§ **Task 1**
In the article on running an LLM locally with Ollama, reproduce the passage from "2. Installing an" to "with the installation." word for word.
§ **Task 2**
Answer these questions from the Ollama article, marking each answer with its letter:
(a) What command installs Ollama from the terminal with brew?
(b) Which model does the article download and run with Ollama?
(c) What address should be opened in a web browser to use Open WebUI?
§ **Task 3**
Continue the article on running an LLM locally with Ollama from its final sentence.

§ **Supplied text**
Content starts
1. Overview
As AI-related services have become more widely used recently, the associated costs often become a burden. To address this, I'd like to introduce a way to build and use an LLM directly in a local environment. In this article, we cover how to install and use an LLM on macOS.
2. Installing an LLM
2.1 Installing and Verifying Ollama
First, install Ollama. Ollama is a tool that makes it easy to run an LLM locally.
Installation
Go to the website, download the build for your OS, and proceed with the installation.


If you'd like to install it from the terminal using a command, you can install it with brew.
> brew install --cask ollama
Once the installation is complete, verify that it was installed correctly.
> ollama -v
ollama version is 0.6.2
Warning: client version is 0.4.7
Running Ollama
After installation, you can now download and run a model.
> ollama run llama3.2
pulling manifest
pulling dde5aa3fc5ff... 100% ▕█████████████████████████████████████████▏ 2.0 GB
pulling 966de95ca8a6... 100% ▕█████████████████████████████████████████▏ 1.4 KB
pulling fcc5a6bec9da... 100% ▕█████████████████████████████████████████▏ 7.7 KB
pulling a70ff7e570d9... 100% ▕█████████████████████████████████████████▏ 6.0 KB
pulling 56bb8bd477a5... 100% ▕█████████████████████████████████████████▏ 96 B
pulling 34bb5ab01051... 100% ▕█████████████████████████████████████████▏ 561 B
verifying sha256 digest
writing manifest
success
>>> Send a message (/? for help)
When you type what you want at the >>> LLM prompt, you can see that it gives you an answer.
>>> hi
How can I help you today?
3. Using the LLM
3.1 Open WebUI
Using only the CLI environment can be inconvenient, so you can also use Open WebUI. Open WebUI is a web-based UI that makes it easy to use Ollama.
Installation
There are several methods, but here we'll simply run it with Docker.
# Create a volume folder to be used by Docker
> docker run -d -p 3000:8080 --add-host=host.docker.internal:host-gateway -v open-webui:/app/backend/data --name open-webui --restart always ghcr.io/open-webui/open-webui:main
Now, if you access http://localhost:3000 in your web browser, you can use Ollama through the web UI.

You can see that it looks similar to the ChatGPT web interface and works well.

3.2 Calling via the API
Ollama provides an API, so you can also call it directly using curl.
Content ends
[Records from a data collection]
Content starts
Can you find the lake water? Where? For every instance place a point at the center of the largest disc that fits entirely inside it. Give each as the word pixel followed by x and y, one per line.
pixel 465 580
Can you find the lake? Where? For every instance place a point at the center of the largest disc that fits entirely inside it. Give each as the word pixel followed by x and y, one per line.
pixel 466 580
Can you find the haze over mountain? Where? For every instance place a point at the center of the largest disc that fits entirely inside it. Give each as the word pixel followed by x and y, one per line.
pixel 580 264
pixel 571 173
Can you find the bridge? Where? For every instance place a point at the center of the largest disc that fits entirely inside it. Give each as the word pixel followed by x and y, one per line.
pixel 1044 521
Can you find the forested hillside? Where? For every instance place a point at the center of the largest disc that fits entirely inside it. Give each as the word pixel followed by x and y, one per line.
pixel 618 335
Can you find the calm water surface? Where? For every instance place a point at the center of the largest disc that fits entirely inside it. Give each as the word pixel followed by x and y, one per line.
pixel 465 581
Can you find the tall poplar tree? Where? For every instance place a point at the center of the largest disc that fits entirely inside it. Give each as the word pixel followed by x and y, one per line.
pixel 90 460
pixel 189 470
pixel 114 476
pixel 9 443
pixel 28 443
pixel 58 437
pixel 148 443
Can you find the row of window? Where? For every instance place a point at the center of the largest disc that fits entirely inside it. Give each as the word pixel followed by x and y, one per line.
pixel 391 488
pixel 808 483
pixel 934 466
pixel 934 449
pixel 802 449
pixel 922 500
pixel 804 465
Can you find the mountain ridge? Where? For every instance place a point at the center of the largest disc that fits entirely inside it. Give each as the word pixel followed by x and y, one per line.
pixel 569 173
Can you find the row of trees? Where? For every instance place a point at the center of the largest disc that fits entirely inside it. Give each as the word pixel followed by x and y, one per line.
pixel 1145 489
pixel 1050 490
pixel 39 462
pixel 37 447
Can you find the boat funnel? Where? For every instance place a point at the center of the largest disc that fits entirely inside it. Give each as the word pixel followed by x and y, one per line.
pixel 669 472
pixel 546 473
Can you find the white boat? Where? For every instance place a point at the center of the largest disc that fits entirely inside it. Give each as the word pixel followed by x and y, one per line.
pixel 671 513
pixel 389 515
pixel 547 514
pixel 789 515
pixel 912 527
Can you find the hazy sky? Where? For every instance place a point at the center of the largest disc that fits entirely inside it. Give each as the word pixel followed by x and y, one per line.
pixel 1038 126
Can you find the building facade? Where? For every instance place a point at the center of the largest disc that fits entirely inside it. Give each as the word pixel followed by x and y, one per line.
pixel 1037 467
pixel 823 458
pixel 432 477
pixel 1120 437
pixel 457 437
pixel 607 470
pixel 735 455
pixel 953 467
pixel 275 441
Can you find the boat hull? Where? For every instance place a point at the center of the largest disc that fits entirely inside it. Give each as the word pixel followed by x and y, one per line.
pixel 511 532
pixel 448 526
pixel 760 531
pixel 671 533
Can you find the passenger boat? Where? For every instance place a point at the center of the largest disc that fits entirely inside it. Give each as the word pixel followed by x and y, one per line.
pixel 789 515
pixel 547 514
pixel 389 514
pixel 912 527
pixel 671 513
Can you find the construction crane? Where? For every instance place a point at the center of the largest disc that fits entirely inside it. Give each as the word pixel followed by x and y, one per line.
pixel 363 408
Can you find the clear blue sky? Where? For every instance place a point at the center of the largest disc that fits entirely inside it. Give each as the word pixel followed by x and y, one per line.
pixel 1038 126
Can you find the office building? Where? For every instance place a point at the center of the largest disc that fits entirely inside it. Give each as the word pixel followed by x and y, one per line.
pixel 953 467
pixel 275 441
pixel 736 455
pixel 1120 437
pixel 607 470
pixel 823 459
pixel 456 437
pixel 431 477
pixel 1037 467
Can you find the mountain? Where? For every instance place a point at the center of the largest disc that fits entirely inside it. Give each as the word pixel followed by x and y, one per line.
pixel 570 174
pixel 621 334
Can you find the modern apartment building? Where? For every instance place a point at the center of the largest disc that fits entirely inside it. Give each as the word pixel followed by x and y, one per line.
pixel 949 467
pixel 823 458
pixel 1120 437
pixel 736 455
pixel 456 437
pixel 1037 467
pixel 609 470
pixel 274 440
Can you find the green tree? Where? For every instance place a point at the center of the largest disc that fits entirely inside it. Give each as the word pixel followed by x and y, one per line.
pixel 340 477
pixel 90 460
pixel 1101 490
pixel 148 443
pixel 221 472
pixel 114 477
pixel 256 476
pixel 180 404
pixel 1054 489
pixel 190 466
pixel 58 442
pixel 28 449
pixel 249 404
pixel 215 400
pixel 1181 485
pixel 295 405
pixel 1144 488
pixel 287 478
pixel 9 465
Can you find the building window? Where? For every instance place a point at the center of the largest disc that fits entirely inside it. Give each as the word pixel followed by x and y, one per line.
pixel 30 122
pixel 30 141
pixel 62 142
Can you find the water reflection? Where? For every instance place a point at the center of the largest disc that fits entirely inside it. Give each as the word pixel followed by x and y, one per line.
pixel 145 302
Content ends
§ **Written response 1**
2. Installing an LLM
2.1 Installing and Verifying Ollama
First, install Ollama. Ollama is a tool that makes it easy to run an LLM locally.
Installation
Go to the website, download the build for your OS, and proceed with the installation.

§ **Written response 2**
(a) brew install --cask ollama
(b) llama3.2
(c) http://localhost:3000

§ **Written response 3**
> curl -X POST "http://localhost:11434/api/generate" \
-H "Content-Type: application/json" \
-d '{"model": "llama3.2", "prompt": "Hello, what is AI?"}'
3.3 Calling from Python
For Python, a langchain library is provided, so you can use it to work with an LLM.
from unittest import TestCase
from langchain.llms import Ollama
from langchain.chains import LLMChain
from langchain.prompts import PromptTemplate
from langchain.callbacks.manager import CallbackManager
from langchain.callbacks.streaming_stdout import StreamingStdOutCallbackHandler
class Test(TestCase):
def test_ollam_example(self):
# Initialize the Ollama model (the default model is llama3.2, but other models can also be specified)
llm = Ollama(
model="llama3.2", # Specify the model to use (e.g., llama3.2, mistral, gemma, etc.)
callback_manager=CallbackManager([StreamingStdOutCallbackHandler()]),
)
# Call the model with a simple prompt
response = llm("What is Python?")
print(f"\\nCompleted response: {response}")
4. Collection of Ollama Commands
The ollama command provides various subcommands, and the most frequently used ones are as follows.
-
Check the list of models
> ollama list NAME ID SIZE MODIFIED llama3.2:latest a80c4f17acd5 2.0 GB 6 hours ago mistral:latest f974a74358d6 4.1 GB 3 months ago -
Add a new model
- You can find downloadable models on the library site.
> ollama pull gemma -
Remove a model
> ollama rm mistral -
Run a model directly in your local environment
> ollama run mistral
5. Conclusion
You've now learned how to build and use an LLM on macOS. With Ollama and Open WebUI, you can run AI models efficiently in a local environment, so I recommend trying it out for yourself.